— start Provided material —

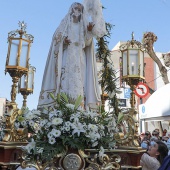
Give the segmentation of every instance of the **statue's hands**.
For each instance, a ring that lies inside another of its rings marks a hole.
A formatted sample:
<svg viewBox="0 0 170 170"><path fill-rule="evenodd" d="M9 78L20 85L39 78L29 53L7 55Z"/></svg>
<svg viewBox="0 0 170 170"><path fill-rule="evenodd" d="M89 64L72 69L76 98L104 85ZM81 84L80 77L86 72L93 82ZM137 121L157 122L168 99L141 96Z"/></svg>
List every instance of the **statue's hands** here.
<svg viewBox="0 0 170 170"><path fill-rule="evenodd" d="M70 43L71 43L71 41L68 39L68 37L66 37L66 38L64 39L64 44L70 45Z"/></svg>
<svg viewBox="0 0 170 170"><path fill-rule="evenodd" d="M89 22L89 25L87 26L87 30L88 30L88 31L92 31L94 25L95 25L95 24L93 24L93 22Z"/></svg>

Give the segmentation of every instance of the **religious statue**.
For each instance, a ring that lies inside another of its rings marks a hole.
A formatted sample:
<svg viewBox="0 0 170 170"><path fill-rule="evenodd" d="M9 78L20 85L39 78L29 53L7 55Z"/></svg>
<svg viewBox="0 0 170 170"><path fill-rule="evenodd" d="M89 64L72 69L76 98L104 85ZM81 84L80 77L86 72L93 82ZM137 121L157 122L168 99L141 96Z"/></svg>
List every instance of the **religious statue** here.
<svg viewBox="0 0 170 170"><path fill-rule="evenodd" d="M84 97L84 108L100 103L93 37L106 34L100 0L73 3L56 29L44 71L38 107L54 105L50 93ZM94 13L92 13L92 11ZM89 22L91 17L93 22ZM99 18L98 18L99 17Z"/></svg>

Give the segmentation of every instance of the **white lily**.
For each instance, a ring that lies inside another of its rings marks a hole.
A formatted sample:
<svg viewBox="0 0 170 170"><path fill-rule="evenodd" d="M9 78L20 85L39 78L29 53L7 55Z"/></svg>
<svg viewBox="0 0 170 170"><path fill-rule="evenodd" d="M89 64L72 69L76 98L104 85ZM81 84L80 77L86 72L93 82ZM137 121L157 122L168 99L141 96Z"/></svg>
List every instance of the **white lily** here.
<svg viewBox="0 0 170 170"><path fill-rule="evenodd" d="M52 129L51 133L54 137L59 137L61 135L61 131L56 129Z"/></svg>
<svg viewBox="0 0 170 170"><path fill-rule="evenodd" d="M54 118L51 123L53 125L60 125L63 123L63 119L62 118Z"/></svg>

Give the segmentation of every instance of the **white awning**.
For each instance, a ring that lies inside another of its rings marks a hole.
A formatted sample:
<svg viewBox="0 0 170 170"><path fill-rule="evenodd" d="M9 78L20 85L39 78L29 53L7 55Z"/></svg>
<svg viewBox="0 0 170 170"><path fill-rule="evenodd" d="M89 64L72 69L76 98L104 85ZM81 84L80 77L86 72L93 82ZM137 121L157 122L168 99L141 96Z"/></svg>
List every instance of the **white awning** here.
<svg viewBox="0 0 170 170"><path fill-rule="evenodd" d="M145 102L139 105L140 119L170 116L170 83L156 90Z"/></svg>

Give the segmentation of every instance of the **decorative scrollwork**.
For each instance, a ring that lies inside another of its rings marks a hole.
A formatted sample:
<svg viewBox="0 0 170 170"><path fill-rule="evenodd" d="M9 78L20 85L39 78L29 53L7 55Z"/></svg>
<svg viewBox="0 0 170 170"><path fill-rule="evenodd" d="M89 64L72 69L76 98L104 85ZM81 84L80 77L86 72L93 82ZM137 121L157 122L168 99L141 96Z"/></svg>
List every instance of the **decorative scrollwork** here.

— end Provided material —

Repeat the entries above verbatim, beginning at the line containing "Give the segmentation of every instance of the **white awning**." and continuing through the last line of the entries.

» **Finished answer**:
Give the segmentation of every instance of the **white awning**.
For each instance, a ring that lies inside another of its rings marks a hole.
A formatted sample:
<svg viewBox="0 0 170 170"><path fill-rule="evenodd" d="M9 78L20 85L39 78L29 53L7 55Z"/></svg>
<svg viewBox="0 0 170 170"><path fill-rule="evenodd" d="M89 64L72 69L76 98L104 85ZM81 84L80 77L86 72L93 82ZM137 121L157 122L168 99L141 96Z"/></svg>
List every instance of the **white awning** here.
<svg viewBox="0 0 170 170"><path fill-rule="evenodd" d="M145 102L139 105L140 119L170 116L170 83L156 90Z"/></svg>

Give the segmentation of every instance of the **decorative scrollwork**.
For each instance, a ring that lies inside another of its rings marks a hole.
A formatted sample:
<svg viewBox="0 0 170 170"><path fill-rule="evenodd" d="M9 78L20 85L39 78L29 53L7 55Z"/></svg>
<svg viewBox="0 0 170 170"><path fill-rule="evenodd" d="M89 64L72 69L76 98L104 85ZM81 84L80 77L86 72L93 82ZM137 121L157 122L168 99L141 96Z"/></svg>
List every instance of the **decorative scrollwork** here.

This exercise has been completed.